• _QUOTED PASSAGE_

- - - - -

BACKGROUND: Single-operator peroral cholangioscopy (sPOCS) is considered a valuable diagnostic modality for indeterminate biliary strictures. Nevertheless, studies show large variation in its characteristics and measures of diagnostic accuracy. Our aim was to estimate the diagnostic accuracy of sPOCS visual assessment and targeted biopsies for indeterminate biliary strictures. Additional aims were: estimation of the clinical impact of sPOCS and comparison of diagnostic accuracy with brush cytology.
METHODS: A retrospective single-center study of adult patients who underwent sPOCS for indeterminate biliary strictures was performed. Diagnostic accuracy was defined as sensitivity, specificity, positive predictive value (PPV), and negative predictive value (NPV). The clinical impact of sPOCS was assessed by review of medical records, and classified according to its influence on patient management.
RESULTS: 80 patients were included, with 40 % having primary sclerosing cholangitis (PSC). Prior ERCP was performed in 88 %, with removal of a biliary stent prior to sPOCS in 55 %. The sensitivity, specificity, PPV, and NPV for sPOCS visual impression and targeted biopsies were 64 %, 62 %, 41 %, and 84 %, and 15 %, 65 %, 75 %, and 69 %, respectively. The clinical impact of sPOCS was limited; outcome changed management in 17 % of patients. Sequential brush cytology sensitivity, specificity, PPV, and NPV were 47 %, 95 %, 80 %, and 83 %.
CONCLUSIONS: The diagnostic accuracy of sPOCS for indeterminate biliary strictures was found to be inferior to brush cytology, with a low impact on patient management. These findings are obtained from a select patient population with a high prevalence of PSC and plastic stents in situ prior to sPOCS.

- - - - -

• _PROMPT_
For each statement below, state yes or no as to whether it agrees with the abstract on peroral cholangioscopy, and quote the words of the abstract that decide it.
1. Forty percent of the patients in the study had primary sclerosing cholangitis.
2. The study drew its patients from several centers.
3. The outcome of sPOCS changed management for most patients.

• _RECORD EXCERPTS_

- - - - -

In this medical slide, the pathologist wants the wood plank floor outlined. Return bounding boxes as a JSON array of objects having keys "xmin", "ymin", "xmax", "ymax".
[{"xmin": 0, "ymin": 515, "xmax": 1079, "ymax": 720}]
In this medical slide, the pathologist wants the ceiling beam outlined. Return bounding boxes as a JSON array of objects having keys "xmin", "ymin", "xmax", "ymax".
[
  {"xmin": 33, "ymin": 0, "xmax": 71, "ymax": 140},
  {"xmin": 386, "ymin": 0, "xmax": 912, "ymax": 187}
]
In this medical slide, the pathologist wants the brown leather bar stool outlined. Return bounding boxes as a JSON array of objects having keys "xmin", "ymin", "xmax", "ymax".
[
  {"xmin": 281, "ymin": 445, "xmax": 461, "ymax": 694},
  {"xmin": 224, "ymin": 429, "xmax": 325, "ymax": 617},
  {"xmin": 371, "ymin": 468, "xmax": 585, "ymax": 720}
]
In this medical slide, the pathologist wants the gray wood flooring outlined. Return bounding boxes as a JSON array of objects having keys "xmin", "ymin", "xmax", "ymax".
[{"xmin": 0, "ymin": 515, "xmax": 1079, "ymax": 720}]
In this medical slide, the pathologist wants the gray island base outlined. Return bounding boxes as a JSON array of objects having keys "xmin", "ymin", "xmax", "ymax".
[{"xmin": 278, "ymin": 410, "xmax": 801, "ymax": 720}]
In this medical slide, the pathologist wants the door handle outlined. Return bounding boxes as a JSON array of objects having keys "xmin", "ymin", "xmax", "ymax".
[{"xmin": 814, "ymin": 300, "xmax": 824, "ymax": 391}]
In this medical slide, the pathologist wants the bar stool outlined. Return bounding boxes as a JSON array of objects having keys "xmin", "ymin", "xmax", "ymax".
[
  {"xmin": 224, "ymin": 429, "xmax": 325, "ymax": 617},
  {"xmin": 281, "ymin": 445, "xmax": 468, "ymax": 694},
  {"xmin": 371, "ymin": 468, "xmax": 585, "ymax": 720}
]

- - - - -

• _ANSWER SPACE_
1. Yes: "80 patients were included, with 40 % having primary sclerosing cholangitis (PSC)."
2. No: "A retrospective single-center study"
3. No: "outcome changed management in 17 % of patients."